* **TUGAS ANDA**: Bisakah Anda menuliskan kembali bagian teks tentang kurikulum Ibnu Sina yang dimulai dengan "Dalam penyusunan" dan berlanjut sampai "intelektual dan akhlaknya.", dengan menukar "jasmani" menjadi "fisik"?

Hal ini menunjukkan bahwa tujuan pendidikan yang bersifat spiritual mendapat
penekanan yang lebih.[10]
b.
Kurikulum Pendidikan
Menurut Ibnu Sina, ada beberapa ilmu yang
perlu dipelajari dan dikuasai oleh anak didik berdasarkan tingkat perkambangan usianya,
yaitu sebagai berikut:
1)
Usia 3-5 tahun, pada usia
ini anak didik perlu diberi mata pelajaran olahraga, budi pekerti, kesenian,
seni suara, dan kebersihan dengan penekanan aspek afektif dan pendidikan
akhlak.
2)
Usia 6-14 tahun.
Kurikulum untuk anak usia ini mencakup pelajaran membaca dan menghafal
al-Qur’an, pelajaran agama, pelajaran olahraga dan pelajaran sya’ir dengan
penekanan aspek kognitif, afektif dan psikomotorik.
3)
Usia 14 tahun ke atas.
Pada usia ini mata pelajaran yang perlu diberikan kepada anak berbeda dengan
usia sebelumnya. Mata pelajaran diberikan kepada anak didasarkan atas bakat dan
minatnya anak, sehingga anak diarahkan untuk menguasai suatu bidang ilmu
tertentu, atau spesialisasi bidang keilmuan.
Di samping itu
Ibnu Sina membagi mata pelajaran ke dalam kelompok ilmu yang bersifat teoritis
dan praktis. Ilmu yang bersifat teoritis meliputi ilmu tabi’i (kedokteran,
astrologi, ilmu firasat, ilmu tafsir mimpi, ilmu kimia), ilmu matematika dan
ilmu ketuhanan (mencakup ilmu tentang cara-cara turunnya wahyu, hakikat jiwa
pembawa wahyu, mu’jizat, ilham, ilmu tentang kekelan ruh, dsb). Sedangkan ilmu
yang bersifat praktis meliputi ilmu akhlak, ilmu pengurusan rumah
tangga, ilmu politik terutama dalam kehidupan bermasyarakat yang menginginkan
tegaknya keadilan dengan menetakan undang-undang dan syari’at. Adapun konsep
kurikulum yang ditawarkan Ibnu Sina memiliki ciri-ciri sebagai berikut:
1)
Dalam penyusunan
kurikulum hendaklah memertimbangkan aspek psikologis anak.
2)
Kurikulum yang diterapkan
harus mampu mengembangkan potensi anak secara otimal dan harus seimbang antara
jasmani, intelektual dan akhlaknya.
3)
Kurikulum yang disusun
harus berlandaskan keada ajaran dasar dalam Islam, yaitu al-Qur’an dan Sunnah,
sehingga anak didik akan memiliki iman, ilmu dan amal secara integral.
4)

* **INFORMASI TERSEDIA**:

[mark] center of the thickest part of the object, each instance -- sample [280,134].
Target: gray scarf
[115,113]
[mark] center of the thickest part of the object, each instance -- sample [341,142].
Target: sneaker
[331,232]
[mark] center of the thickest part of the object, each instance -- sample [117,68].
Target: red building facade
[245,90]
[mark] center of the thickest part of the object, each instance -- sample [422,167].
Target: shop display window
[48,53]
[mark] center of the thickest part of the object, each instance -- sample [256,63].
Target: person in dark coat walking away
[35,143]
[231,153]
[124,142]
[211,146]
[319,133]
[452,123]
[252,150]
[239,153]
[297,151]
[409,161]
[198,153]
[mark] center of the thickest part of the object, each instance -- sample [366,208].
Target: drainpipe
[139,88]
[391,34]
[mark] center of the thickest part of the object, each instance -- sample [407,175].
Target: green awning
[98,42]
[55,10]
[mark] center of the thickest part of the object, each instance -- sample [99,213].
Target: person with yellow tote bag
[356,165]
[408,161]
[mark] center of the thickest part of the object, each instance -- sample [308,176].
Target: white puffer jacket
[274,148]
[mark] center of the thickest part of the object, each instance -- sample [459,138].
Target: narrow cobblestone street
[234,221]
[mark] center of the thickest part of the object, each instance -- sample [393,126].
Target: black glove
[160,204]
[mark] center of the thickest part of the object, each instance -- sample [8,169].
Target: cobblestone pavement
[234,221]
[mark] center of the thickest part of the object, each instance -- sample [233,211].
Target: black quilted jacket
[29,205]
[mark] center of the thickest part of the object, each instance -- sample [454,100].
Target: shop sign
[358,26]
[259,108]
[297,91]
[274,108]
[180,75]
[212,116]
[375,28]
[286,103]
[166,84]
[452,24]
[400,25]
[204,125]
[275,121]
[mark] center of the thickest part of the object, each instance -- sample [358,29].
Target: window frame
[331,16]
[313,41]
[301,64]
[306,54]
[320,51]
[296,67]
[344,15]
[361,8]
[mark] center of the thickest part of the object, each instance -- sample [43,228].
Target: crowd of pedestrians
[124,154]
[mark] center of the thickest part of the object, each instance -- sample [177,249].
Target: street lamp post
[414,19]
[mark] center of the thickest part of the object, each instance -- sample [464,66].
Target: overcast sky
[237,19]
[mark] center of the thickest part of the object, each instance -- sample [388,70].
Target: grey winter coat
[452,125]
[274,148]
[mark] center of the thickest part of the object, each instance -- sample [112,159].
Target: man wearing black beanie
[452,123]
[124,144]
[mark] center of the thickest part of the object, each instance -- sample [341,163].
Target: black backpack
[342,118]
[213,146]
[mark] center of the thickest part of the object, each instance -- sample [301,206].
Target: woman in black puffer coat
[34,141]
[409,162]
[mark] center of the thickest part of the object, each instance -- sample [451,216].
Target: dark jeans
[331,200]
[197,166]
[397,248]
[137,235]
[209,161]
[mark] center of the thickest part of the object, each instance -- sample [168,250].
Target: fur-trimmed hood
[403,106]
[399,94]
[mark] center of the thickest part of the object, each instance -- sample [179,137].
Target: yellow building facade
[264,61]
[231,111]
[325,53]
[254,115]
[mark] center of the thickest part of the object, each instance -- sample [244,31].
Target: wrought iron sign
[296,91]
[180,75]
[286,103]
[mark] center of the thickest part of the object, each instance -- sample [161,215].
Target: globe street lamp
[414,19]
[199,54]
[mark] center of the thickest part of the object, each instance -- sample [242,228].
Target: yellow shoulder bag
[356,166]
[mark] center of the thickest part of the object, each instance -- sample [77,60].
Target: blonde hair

* **JAWABAN LENGKAP**:
Dalam penyusunan
kurikulum hendaklah memertimbangkan aspek psikologis anak.
2)
Kurikulum yang diterapkan
harus mampu mengembangkan potensi anak secara otimal dan harus seimbang antara
fisik, intelektual dan akhlaknya.